PROVIDED RECORDS:
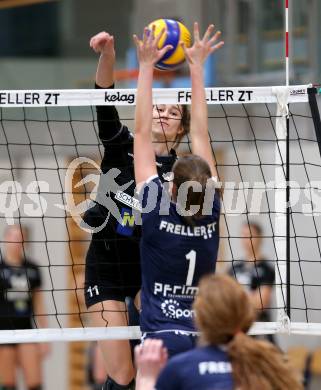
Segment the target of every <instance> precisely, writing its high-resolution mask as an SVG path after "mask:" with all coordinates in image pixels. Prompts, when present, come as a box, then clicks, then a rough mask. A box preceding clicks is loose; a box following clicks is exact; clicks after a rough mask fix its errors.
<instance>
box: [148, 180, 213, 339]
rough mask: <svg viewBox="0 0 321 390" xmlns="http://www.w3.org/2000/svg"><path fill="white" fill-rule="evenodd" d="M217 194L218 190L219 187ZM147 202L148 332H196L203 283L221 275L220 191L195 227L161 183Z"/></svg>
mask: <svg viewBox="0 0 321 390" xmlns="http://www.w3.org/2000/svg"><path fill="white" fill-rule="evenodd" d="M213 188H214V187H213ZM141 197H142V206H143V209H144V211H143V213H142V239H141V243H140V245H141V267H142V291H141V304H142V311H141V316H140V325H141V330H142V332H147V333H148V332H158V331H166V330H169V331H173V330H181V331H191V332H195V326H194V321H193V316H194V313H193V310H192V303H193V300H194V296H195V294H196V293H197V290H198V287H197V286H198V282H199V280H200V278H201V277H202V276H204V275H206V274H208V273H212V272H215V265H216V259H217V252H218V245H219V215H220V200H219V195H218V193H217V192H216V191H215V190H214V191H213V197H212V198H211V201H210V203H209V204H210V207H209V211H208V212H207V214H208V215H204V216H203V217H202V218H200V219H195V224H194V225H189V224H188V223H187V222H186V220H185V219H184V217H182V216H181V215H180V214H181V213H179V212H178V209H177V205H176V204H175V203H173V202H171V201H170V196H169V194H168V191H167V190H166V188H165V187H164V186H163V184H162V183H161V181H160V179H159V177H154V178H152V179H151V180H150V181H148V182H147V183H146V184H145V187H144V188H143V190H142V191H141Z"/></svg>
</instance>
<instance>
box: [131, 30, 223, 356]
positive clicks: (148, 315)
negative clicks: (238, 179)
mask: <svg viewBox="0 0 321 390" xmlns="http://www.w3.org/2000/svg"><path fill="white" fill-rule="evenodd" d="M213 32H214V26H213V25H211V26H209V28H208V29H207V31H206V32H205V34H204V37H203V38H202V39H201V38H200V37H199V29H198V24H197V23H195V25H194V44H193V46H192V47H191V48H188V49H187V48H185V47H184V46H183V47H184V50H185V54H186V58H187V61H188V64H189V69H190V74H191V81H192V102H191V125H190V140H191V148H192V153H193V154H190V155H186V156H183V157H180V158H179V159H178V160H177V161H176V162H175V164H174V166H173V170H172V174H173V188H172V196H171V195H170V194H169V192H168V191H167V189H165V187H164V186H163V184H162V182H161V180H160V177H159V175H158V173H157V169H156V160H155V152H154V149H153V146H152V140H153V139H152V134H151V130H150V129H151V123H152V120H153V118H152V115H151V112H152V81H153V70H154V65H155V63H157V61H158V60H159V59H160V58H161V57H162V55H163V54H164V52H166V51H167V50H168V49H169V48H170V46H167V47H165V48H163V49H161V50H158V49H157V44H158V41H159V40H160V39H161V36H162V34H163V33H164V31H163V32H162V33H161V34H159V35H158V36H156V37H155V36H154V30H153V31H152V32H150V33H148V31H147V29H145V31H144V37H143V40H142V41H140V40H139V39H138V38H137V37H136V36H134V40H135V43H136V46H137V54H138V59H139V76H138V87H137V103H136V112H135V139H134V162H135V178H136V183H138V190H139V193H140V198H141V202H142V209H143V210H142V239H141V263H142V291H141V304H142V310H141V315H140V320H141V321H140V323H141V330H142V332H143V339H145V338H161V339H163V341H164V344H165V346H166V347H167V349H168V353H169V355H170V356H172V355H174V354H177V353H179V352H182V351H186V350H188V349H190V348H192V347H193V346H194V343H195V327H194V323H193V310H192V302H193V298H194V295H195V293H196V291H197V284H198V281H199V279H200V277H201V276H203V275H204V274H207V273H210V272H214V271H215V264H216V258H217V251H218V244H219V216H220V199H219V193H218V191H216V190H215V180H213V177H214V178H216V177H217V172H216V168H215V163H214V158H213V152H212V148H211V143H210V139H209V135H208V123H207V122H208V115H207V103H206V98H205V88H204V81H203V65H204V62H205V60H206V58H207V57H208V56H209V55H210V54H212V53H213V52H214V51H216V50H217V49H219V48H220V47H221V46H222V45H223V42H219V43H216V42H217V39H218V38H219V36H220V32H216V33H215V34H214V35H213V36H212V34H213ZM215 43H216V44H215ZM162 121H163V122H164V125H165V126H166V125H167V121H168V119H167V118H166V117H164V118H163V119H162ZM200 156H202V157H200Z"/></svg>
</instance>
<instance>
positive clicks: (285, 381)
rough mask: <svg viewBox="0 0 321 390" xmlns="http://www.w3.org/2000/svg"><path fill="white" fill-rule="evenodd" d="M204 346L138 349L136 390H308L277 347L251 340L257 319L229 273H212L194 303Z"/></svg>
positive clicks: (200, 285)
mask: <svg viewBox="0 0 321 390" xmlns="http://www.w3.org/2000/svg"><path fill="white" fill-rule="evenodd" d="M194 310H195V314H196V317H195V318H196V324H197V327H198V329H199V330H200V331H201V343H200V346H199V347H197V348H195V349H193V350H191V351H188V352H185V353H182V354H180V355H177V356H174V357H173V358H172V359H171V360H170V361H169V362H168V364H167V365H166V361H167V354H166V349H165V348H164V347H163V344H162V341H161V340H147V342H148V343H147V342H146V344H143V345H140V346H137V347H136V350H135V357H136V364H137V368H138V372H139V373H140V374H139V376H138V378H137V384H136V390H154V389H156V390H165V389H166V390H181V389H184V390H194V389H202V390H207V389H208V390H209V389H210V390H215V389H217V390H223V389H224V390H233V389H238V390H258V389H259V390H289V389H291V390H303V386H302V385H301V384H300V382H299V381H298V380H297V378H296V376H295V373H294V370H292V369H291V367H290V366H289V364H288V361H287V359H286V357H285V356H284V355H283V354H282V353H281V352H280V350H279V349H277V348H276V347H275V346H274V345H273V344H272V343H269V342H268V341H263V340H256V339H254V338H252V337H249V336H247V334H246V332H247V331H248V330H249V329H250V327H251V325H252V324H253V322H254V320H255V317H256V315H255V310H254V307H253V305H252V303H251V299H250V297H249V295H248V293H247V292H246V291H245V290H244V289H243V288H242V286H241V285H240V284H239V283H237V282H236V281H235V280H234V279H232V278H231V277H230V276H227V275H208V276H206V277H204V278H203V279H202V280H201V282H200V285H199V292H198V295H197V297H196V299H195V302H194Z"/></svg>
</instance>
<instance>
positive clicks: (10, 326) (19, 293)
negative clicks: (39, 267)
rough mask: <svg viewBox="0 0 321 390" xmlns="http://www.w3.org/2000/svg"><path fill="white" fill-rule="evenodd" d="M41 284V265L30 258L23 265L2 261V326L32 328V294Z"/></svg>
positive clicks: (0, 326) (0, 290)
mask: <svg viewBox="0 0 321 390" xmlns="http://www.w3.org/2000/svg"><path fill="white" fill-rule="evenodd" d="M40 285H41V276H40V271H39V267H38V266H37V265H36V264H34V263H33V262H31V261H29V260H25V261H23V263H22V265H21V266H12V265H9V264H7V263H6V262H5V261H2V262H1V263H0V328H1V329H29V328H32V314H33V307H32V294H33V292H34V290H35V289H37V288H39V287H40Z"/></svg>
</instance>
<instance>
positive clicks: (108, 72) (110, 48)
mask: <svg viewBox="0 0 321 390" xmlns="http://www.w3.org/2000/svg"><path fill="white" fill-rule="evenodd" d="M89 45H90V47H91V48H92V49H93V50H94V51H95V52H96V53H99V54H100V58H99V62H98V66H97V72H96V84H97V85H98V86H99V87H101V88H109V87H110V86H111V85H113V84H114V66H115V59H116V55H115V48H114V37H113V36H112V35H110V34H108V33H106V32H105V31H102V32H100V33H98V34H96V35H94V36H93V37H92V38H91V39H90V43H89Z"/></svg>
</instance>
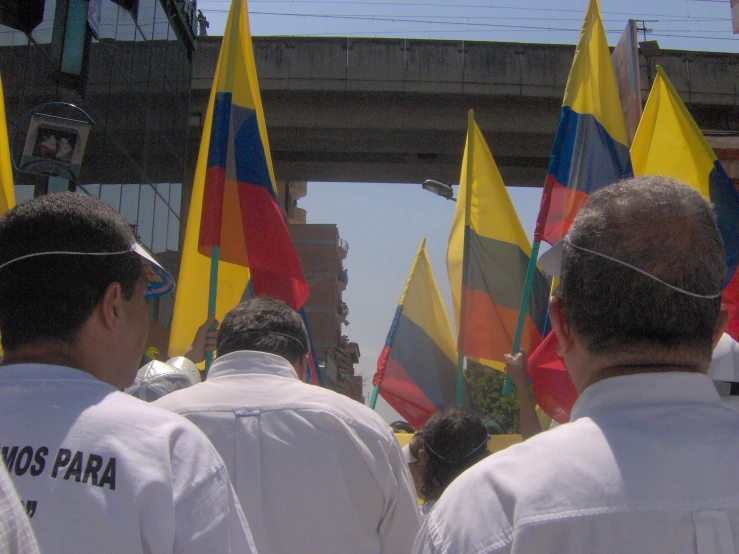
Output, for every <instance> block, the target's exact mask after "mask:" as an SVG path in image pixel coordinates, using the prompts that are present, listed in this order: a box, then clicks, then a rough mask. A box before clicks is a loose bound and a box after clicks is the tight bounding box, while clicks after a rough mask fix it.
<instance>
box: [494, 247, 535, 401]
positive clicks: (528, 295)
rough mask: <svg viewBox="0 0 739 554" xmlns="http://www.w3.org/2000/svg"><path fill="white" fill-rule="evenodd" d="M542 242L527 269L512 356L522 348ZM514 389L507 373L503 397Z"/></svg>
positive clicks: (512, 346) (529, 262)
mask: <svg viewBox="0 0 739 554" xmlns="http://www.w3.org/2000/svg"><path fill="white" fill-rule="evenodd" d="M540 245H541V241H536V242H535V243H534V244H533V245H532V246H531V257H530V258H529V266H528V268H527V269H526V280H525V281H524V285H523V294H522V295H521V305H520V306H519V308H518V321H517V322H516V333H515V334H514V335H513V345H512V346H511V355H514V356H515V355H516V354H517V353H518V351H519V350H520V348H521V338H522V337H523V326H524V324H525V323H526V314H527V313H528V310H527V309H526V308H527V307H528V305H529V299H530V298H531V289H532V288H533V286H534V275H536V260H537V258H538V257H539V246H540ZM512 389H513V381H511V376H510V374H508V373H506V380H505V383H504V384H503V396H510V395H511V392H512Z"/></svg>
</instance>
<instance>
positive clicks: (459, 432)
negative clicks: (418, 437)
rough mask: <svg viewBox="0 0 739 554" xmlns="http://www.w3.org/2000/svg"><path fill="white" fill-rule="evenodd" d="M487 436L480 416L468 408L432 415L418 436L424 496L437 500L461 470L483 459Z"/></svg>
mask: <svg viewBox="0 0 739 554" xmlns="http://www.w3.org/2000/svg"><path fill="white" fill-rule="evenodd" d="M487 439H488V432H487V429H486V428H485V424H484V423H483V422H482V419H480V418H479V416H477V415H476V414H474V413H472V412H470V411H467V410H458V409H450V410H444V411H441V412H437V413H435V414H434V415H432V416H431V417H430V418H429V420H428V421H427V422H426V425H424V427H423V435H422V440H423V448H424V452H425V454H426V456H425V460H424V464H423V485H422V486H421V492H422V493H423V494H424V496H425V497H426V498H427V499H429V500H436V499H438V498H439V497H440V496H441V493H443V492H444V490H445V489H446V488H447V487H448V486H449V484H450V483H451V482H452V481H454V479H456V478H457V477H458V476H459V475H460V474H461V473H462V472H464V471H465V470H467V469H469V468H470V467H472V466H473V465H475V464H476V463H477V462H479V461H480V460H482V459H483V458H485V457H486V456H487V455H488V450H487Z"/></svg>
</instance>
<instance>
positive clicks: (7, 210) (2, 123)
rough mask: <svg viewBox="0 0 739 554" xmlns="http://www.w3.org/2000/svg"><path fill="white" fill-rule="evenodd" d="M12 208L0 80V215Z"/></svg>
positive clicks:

TASK ITEM: Return every line of the records that contains the word "negative".

ANSWER AREA:
negative clicks: (238, 179)
negative clicks: (39, 267)
negative clicks: (418, 437)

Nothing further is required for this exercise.